_Work required_
Every record that follows needs to be written out again, exactly.

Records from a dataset
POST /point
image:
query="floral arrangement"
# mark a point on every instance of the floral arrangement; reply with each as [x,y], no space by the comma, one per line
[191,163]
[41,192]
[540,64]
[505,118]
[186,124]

_Response to this exercise_
POST /point
image:
query="floral arrangement"
# mark a point on every instance of the floral arrangement; reply with each as [x,y], no space by the comma, one per line
[191,163]
[41,192]
[540,64]
[505,118]
[186,124]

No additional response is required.